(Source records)
----------
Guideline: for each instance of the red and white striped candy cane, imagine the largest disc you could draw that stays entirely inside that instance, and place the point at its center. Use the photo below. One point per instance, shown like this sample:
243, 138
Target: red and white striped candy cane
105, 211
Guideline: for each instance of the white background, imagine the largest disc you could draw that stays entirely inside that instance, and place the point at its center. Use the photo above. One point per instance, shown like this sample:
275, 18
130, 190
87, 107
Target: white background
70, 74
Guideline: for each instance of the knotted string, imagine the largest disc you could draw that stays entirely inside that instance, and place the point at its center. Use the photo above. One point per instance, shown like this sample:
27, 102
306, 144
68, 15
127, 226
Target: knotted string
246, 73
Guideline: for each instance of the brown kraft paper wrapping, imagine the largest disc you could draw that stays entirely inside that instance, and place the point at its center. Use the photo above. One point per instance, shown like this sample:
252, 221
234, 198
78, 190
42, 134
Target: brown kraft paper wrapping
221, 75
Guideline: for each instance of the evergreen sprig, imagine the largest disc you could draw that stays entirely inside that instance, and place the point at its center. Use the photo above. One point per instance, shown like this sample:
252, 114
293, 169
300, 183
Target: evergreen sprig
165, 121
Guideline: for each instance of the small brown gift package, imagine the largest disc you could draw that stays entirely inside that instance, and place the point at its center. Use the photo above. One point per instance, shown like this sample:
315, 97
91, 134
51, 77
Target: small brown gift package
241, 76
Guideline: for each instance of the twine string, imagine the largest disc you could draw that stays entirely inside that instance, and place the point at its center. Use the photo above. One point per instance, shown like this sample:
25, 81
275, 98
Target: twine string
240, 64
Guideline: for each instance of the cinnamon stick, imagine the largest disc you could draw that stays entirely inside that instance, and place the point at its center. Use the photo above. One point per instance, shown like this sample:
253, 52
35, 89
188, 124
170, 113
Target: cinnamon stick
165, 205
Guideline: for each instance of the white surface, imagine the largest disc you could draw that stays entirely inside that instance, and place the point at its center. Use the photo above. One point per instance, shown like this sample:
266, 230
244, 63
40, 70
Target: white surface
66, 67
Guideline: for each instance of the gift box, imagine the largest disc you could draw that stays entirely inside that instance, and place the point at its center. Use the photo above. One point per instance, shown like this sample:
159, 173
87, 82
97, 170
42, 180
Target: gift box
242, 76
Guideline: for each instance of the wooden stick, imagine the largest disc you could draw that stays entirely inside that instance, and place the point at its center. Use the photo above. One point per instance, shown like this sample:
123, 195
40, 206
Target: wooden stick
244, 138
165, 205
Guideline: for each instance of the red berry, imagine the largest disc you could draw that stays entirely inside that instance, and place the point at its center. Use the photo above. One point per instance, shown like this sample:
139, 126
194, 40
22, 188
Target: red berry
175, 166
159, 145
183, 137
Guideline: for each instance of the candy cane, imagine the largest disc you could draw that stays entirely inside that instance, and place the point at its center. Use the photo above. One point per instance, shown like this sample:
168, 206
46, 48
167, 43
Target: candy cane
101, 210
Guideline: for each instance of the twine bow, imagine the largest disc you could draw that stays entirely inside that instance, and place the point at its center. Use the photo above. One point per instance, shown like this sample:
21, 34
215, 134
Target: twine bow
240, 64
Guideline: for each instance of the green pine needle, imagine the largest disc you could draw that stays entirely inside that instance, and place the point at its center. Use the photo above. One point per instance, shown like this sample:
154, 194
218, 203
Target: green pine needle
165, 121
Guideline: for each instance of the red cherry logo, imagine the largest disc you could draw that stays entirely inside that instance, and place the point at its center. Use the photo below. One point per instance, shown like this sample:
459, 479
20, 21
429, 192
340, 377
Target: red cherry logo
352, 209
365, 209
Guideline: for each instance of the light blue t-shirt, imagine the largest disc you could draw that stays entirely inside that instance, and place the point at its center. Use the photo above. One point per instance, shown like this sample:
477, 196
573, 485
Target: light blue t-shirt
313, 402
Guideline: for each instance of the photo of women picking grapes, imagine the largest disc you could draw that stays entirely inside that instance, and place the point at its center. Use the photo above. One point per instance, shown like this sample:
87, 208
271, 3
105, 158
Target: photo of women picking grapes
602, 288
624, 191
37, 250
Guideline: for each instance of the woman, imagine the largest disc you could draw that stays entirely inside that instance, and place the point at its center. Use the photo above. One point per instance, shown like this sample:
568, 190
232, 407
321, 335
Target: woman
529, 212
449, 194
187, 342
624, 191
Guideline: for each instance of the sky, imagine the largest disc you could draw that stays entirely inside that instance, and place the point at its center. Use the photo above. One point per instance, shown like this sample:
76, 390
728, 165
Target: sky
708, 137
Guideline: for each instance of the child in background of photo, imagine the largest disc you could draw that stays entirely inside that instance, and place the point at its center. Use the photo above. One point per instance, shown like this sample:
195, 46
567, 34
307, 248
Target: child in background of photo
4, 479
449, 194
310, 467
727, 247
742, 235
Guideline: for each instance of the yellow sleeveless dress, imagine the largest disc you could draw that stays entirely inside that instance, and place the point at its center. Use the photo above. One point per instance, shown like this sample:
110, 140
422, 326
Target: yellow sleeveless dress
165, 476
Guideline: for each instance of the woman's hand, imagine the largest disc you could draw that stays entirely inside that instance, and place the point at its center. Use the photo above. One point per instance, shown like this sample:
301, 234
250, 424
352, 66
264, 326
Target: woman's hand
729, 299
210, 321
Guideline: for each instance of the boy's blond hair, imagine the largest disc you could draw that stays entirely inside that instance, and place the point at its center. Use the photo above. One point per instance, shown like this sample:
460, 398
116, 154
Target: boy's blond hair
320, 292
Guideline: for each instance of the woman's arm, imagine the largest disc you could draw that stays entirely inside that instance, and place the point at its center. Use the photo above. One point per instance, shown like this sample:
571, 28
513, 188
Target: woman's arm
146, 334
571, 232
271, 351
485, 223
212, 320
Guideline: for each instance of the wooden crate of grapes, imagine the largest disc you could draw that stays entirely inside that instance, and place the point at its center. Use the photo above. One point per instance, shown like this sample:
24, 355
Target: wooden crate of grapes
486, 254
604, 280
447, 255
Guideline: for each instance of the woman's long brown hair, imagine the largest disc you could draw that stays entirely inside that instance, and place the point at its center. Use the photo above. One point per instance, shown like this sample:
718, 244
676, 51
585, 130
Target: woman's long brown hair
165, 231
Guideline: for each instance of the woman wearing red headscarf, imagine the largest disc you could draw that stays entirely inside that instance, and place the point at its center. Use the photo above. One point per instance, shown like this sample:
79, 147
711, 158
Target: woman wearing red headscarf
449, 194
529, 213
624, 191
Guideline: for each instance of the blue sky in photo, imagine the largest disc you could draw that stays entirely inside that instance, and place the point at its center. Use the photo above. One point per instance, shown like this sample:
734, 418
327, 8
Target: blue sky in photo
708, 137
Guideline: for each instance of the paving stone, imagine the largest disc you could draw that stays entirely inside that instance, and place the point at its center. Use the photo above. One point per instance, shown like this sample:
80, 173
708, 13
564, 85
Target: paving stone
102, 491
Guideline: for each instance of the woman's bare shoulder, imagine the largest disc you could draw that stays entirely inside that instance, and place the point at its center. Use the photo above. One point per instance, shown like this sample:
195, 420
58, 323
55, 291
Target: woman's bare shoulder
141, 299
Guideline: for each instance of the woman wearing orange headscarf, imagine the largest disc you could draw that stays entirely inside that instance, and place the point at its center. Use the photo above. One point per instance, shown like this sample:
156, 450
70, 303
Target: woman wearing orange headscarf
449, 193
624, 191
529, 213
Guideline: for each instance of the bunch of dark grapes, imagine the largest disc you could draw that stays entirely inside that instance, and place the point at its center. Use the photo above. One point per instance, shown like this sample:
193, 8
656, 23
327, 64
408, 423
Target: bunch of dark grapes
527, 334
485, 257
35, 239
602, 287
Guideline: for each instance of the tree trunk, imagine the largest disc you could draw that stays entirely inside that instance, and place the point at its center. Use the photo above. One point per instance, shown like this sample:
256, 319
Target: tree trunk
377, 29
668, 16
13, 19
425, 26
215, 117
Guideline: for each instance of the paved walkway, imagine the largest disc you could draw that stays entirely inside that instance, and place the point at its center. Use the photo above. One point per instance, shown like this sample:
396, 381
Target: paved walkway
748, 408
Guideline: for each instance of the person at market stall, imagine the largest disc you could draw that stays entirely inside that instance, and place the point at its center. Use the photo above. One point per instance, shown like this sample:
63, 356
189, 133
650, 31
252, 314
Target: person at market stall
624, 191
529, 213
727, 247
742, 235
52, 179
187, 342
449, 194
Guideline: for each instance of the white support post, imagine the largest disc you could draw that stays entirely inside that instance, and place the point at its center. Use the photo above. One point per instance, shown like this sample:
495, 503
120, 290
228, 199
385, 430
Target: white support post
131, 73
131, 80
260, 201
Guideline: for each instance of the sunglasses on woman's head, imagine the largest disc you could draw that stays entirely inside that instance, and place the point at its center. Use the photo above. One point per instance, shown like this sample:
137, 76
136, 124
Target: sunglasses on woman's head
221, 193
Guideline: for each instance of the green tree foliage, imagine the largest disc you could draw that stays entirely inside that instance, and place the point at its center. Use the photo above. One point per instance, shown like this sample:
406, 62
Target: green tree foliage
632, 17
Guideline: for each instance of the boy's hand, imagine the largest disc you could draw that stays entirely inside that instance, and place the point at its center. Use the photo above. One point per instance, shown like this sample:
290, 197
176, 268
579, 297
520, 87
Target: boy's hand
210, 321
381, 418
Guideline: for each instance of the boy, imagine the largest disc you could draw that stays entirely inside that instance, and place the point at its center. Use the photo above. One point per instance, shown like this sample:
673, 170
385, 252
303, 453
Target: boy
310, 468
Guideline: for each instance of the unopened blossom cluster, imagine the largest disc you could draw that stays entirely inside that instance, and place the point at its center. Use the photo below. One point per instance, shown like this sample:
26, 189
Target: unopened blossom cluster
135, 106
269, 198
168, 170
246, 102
----------
> **What to work on**:
Write out again, unchanged, every line from the line containing "Guideline: for each instance of the green tree" to the final line of the material above.

> **Output**:
Guideline: for each instance of the green tree foliage, imagine the largest disc you could draw that stays entirely inside that instance, and place the point at its center. Use the photo above. One point per instance, shown like this sample:
406, 62
Target: green tree foliage
632, 17
Guideline: for each instance of the boy's hand, imagine the largest disc you could draw that stays entirely inside that instance, and place the point at its center. Use the photo above. One point per instance, shown like this sample:
290, 197
176, 268
579, 297
520, 87
Target: boy's hand
210, 321
381, 418
Guideline: for each instance of the boy, imagine the largest disc you could draw that stays entirely inside that instance, and place the point at its center. Use the photo above. One point per instance, shown like this sample:
673, 170
385, 252
303, 453
Target: boy
310, 468
Guideline: for each instance of the unopened blossom cluster, imagine the largest disc you could draw that stays entirely inside that instance, and place the point at its center. Use the photo below. One point per instance, shown like this sample:
26, 189
Target: unopened blossom cluster
135, 106
269, 198
168, 170
246, 102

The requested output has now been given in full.